# [Given information]
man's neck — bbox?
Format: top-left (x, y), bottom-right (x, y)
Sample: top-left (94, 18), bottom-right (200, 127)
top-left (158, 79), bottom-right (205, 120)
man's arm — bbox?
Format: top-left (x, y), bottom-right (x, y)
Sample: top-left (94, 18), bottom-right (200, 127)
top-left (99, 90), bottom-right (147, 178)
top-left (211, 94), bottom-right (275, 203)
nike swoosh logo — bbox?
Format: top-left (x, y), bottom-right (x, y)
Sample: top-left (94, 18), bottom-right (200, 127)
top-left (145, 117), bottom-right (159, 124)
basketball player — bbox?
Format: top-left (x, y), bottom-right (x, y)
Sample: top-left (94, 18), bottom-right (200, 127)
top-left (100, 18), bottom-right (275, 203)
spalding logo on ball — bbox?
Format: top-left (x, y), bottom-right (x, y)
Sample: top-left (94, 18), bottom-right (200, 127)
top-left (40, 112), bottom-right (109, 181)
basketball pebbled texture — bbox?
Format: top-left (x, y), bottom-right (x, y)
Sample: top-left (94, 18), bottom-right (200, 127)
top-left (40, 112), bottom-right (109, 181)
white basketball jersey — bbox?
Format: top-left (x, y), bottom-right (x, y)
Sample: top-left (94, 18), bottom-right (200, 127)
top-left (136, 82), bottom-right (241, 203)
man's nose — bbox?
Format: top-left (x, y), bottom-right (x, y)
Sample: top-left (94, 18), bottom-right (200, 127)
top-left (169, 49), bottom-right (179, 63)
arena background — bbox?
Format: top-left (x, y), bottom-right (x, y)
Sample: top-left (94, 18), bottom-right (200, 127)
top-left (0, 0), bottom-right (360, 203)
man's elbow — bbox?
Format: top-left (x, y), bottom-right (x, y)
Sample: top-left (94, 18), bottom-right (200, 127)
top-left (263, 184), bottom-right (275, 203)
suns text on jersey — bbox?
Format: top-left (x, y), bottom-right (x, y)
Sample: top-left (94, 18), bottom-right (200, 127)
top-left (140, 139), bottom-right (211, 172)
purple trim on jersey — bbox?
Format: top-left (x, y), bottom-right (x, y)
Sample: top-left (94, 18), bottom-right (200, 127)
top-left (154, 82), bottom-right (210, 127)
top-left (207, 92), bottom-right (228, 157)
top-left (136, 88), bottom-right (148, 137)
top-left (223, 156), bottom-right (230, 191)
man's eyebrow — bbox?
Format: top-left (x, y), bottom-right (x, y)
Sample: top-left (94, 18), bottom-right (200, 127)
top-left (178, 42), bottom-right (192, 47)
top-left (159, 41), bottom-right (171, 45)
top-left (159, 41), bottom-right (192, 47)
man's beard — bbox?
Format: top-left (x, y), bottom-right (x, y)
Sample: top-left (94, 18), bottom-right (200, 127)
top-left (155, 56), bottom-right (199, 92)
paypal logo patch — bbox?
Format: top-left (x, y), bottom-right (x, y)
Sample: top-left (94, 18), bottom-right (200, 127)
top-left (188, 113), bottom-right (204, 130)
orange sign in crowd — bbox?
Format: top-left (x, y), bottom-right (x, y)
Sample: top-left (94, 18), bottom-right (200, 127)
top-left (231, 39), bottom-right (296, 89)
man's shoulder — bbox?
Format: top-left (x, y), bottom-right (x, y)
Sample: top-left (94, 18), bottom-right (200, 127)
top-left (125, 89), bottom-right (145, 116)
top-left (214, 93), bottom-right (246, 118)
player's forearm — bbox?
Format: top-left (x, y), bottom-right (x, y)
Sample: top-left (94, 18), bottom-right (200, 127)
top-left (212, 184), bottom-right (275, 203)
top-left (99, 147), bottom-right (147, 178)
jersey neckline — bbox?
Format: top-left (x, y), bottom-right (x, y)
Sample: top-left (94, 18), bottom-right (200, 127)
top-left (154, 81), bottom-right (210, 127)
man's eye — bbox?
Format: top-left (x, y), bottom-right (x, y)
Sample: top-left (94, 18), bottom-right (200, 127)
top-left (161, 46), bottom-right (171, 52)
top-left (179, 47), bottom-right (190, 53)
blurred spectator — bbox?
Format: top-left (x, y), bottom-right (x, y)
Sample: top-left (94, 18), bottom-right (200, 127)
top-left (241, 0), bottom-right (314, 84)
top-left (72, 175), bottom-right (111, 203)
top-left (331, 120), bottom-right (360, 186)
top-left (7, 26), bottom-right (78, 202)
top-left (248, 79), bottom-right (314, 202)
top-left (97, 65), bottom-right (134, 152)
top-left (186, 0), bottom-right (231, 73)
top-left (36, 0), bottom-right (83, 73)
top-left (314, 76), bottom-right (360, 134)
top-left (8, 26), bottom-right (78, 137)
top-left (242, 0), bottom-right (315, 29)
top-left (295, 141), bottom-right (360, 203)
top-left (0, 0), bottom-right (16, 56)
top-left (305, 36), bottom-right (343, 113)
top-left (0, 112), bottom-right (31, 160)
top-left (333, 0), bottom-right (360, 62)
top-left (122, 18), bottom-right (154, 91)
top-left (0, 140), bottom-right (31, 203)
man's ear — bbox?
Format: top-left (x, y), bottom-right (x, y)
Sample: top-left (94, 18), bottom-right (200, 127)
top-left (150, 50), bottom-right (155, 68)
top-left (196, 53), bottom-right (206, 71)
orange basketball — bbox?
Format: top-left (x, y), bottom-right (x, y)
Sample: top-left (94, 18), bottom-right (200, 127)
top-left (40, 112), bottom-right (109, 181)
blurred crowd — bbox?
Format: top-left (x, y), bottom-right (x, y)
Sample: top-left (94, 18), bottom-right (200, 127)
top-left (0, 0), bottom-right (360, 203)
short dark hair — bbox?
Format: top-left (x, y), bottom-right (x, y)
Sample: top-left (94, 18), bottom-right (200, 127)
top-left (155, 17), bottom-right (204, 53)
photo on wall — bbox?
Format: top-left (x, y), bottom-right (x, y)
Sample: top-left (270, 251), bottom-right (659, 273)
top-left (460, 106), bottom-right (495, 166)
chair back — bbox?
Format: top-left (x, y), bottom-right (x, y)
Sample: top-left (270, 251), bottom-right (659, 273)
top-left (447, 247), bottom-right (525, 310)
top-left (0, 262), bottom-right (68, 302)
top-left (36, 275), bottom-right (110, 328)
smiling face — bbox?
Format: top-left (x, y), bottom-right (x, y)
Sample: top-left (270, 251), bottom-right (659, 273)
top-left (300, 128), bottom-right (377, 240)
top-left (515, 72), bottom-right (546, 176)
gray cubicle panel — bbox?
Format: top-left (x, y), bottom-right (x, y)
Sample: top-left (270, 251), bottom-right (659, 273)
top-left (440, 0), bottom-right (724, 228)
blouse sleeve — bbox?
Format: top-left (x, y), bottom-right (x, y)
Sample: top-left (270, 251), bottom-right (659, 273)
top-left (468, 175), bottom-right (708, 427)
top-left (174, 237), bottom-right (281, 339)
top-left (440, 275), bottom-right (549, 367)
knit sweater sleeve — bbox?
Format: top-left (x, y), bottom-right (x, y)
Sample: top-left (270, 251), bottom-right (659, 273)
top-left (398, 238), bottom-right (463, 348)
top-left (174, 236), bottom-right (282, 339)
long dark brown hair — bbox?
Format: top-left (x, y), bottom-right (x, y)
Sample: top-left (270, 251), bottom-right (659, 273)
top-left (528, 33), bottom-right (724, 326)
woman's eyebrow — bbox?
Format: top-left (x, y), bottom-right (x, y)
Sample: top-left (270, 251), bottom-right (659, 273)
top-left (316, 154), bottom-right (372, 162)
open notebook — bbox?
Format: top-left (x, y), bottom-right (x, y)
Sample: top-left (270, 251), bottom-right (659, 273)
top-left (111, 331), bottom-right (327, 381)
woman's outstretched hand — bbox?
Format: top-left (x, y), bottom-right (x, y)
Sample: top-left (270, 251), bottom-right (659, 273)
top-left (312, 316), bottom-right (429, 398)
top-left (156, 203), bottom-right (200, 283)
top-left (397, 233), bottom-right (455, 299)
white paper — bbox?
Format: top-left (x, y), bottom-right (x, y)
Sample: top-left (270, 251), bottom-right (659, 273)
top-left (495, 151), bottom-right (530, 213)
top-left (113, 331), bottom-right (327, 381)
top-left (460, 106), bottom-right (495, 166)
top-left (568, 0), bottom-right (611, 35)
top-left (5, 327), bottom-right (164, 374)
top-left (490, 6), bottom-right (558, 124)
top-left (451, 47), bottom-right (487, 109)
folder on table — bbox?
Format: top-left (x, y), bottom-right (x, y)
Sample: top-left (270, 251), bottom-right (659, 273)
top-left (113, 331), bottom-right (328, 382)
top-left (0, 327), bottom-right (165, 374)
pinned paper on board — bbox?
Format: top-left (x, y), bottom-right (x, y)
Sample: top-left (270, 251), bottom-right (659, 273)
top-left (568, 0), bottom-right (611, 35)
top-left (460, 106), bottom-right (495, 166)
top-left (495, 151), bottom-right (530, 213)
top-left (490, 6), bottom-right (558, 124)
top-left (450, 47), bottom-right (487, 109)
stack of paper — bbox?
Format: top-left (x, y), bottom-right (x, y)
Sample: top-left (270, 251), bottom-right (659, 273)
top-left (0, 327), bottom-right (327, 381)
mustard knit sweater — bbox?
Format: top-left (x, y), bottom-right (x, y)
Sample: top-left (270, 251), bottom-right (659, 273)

# [Your task]
Gather every line in the items above that contains the word "jersey", matching case exactly.

# [The answer]
white basketball jersey — bbox?
suns text on jersey — bbox?
purple trim on jersey — bbox?
jersey neckline — bbox?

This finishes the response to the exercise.